Document section =
•••
Please contact the Director, ISEA if you would like to hear more. An outline of the approach is given below.

Approach

A Divisional Risk Assessment will be based on the six-phased approach adopted in other successfully completed assessments:

Survey > Inventory > Connect > Classify > Analyze > Assess

Scope

The following will be out of scope.

  • Financial Controls
  • Physical Security Controls

Interviewees

The process starts with a series of interviews of key people, such as those in the following or similar positions, or someone they designate:

  • Chief Administrative Officer
  • IT Manager
  • IT Staff
  • Technology support
  • Academic Leadership, as needed
  • Administrative staff, as needed
  • External suppliers of services (firewall, backups, classroom management)

In general, all interviews will take place with the IT manager present.

 Process

In more detail, these are the steps planned for a Divisional Risk Assessment.

Survey

The survey step is the scoping exercise. In this step we want to identify:

  • Internal departments
  • IT systems / services / processes
  • Broad usages
  • Division-wide governance / compliance requirements (such as FIPPA and divisional specific requirements (external and internal))
  • Key sources of data
  • Any existing data, such as system analyses by ISEA, to inform this process

The survey will provide an organization chart on which to overlay major information systems / data repositories, data flows and academic/administrative processes, and provide a high level view of controls / risk management processes.

Inventory (Asset / Process)
•••
Position annotation records =
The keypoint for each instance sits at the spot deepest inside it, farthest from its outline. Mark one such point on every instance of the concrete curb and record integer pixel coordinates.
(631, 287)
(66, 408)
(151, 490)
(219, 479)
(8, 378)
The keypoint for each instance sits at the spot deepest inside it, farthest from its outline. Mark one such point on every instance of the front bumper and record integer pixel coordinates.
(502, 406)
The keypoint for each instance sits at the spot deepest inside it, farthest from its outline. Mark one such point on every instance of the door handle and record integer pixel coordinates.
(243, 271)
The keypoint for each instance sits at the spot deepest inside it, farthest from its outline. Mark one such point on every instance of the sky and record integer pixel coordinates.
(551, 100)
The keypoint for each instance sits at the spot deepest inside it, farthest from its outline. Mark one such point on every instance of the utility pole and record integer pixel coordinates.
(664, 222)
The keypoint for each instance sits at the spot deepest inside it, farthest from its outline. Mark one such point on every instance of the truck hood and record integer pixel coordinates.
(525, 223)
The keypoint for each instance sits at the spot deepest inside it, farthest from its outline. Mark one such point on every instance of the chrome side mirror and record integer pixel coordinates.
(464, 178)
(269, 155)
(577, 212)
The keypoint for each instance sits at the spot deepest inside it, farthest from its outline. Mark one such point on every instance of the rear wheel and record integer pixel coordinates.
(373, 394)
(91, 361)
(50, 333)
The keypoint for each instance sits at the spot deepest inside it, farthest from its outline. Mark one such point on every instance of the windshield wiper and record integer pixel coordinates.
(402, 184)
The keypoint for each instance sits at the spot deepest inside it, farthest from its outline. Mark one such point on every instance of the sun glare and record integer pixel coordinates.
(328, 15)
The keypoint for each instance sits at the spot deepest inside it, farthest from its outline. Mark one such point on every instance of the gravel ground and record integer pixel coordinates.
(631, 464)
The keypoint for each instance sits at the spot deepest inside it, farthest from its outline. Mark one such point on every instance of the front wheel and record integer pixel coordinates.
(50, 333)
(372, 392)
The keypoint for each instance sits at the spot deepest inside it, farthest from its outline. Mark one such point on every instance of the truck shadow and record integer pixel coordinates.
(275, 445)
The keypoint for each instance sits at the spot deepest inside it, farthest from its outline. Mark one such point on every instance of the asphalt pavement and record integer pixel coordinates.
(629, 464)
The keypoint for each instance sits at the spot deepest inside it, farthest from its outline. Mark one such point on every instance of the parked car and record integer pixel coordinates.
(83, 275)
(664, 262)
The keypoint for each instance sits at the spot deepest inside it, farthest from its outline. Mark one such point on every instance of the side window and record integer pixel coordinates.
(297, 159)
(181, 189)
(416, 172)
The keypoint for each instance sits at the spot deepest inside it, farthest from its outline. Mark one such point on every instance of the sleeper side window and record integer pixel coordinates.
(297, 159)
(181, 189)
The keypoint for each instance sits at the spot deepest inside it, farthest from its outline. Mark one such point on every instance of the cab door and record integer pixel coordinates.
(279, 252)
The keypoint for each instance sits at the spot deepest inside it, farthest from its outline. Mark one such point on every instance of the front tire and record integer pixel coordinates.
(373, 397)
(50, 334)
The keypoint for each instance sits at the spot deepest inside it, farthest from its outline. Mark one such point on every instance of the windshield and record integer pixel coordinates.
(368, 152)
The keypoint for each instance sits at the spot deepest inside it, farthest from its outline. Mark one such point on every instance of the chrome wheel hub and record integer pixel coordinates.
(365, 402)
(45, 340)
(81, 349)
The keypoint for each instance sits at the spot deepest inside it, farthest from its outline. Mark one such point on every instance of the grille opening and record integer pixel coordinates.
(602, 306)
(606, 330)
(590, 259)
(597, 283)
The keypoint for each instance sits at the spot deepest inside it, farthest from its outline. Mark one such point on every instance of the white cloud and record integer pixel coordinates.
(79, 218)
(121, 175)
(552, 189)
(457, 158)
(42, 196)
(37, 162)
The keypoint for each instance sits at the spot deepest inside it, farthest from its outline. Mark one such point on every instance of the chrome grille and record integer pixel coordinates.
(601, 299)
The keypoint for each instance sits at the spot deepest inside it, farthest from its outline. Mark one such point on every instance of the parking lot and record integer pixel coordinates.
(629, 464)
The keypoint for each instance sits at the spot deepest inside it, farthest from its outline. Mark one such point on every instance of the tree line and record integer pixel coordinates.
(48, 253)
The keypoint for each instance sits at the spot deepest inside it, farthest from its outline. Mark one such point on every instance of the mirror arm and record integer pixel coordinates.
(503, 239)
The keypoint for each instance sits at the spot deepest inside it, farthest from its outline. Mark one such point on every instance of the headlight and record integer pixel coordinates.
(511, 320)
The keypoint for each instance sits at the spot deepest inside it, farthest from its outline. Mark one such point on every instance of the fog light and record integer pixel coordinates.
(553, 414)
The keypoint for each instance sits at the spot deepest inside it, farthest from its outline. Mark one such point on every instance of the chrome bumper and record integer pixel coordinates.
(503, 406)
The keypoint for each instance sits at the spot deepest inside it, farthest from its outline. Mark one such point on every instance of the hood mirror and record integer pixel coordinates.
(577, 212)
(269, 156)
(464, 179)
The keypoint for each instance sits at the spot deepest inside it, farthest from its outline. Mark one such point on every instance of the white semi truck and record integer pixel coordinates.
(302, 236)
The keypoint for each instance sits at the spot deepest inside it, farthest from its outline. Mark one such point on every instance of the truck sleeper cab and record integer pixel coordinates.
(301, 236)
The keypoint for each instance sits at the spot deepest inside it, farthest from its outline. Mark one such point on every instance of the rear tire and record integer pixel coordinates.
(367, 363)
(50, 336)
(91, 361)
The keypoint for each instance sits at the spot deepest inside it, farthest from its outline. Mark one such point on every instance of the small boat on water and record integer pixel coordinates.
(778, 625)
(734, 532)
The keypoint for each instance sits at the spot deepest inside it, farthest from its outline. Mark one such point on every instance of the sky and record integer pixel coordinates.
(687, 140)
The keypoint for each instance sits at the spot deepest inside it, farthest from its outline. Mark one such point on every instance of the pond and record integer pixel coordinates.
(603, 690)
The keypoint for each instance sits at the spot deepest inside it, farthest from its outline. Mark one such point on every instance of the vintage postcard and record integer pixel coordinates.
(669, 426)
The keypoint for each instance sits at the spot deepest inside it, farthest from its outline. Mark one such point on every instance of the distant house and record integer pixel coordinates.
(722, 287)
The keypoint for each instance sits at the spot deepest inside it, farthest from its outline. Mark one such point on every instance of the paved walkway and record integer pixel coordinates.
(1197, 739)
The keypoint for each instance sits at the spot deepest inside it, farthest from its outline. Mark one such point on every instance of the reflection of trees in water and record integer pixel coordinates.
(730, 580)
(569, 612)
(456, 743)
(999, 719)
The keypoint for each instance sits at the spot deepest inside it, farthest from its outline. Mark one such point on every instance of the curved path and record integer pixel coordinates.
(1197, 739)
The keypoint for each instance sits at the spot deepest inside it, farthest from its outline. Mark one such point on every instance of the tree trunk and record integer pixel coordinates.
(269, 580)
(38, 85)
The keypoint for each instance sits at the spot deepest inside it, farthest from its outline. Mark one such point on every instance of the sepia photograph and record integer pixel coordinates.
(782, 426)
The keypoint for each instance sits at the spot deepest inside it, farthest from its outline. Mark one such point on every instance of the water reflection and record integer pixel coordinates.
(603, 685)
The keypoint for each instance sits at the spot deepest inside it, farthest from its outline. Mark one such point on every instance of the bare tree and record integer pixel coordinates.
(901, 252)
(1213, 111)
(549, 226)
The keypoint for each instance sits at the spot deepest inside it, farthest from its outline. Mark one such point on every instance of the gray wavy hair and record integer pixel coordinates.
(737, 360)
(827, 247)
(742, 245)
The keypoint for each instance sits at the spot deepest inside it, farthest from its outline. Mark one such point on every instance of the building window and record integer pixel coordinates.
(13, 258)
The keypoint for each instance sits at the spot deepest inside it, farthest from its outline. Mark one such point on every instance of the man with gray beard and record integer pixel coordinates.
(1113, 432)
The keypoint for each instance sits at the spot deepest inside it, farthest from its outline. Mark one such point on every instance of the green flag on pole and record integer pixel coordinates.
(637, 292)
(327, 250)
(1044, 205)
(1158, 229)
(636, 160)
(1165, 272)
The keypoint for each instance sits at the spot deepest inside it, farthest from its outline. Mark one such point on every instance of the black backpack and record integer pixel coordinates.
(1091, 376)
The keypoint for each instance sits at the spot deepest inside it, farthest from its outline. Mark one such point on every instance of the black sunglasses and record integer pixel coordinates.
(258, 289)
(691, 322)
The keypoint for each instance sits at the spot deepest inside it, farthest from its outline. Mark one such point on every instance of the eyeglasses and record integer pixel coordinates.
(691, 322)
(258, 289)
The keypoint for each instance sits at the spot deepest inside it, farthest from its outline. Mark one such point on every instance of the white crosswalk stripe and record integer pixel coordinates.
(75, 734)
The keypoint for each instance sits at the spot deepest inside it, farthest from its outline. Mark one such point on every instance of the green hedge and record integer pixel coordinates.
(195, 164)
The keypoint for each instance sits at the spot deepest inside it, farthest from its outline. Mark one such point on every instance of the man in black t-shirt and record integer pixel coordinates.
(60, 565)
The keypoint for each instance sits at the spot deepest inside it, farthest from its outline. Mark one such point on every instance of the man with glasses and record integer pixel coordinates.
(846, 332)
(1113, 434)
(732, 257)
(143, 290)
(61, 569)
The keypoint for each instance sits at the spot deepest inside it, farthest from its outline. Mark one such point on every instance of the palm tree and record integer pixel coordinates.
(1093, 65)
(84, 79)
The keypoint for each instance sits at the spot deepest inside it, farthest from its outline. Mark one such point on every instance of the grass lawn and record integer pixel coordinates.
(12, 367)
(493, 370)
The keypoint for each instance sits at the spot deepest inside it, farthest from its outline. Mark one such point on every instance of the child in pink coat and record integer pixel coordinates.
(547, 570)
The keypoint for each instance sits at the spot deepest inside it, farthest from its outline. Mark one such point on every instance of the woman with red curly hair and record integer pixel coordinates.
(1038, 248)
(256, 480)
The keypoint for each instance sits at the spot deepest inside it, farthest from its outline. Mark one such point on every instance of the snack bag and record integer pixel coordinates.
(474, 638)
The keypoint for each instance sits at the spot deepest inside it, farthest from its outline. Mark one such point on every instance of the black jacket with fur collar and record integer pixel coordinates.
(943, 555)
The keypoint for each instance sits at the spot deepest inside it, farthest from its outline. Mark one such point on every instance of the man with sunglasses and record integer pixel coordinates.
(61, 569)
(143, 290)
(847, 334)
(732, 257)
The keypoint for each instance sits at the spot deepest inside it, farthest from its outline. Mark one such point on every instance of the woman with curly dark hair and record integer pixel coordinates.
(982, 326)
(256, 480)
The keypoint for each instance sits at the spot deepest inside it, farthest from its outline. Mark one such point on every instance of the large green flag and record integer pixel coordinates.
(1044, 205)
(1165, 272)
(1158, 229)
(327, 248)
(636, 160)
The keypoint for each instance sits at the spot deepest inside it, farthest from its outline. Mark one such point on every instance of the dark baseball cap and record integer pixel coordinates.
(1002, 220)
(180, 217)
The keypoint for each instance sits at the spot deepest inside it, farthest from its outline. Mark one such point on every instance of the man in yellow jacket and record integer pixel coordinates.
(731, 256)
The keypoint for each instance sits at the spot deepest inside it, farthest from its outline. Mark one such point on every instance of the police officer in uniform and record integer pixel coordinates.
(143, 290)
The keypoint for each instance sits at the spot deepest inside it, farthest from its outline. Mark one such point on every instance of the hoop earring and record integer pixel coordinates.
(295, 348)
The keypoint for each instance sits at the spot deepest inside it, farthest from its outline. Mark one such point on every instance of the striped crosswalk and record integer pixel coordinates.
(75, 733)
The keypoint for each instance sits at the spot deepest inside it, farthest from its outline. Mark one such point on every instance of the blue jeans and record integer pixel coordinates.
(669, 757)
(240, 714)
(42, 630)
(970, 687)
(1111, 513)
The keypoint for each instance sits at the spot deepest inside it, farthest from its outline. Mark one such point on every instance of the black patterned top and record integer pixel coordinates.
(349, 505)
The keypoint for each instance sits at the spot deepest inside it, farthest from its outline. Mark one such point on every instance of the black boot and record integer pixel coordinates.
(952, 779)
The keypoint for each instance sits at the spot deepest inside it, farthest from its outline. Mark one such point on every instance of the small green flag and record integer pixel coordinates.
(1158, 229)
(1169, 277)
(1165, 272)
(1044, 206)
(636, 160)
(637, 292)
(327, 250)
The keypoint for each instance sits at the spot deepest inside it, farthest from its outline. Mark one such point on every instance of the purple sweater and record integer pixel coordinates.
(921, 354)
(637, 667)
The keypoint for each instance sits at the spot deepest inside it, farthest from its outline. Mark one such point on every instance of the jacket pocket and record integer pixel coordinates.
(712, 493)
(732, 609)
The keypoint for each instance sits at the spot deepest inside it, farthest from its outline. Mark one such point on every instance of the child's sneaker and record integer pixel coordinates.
•••
Exercise instructions =
a. In the risk assessment outline, who will be present at the interviews in general?
b. Name every phase of the approach given in the risk assessment outline.
c. Reproduce the passage of the risk assessment outline that begins with the words containing "Please contact the" and ends with "out of scope.".

Results for each task =
a. The IT manager.

b. Survey, Inventory, Connect, Classify, Analyze, Assess

c.
Please contact the Director, ISEA if you would like to hear more. An outline of the approach is given below.

Approach

A Divisional Risk Assessment will be based on the six-phased approach adopted in other successfully completed assessments:

Survey > Inventory > Connect > Classify > Analyze > Assess

Scope

The following will be out of scope.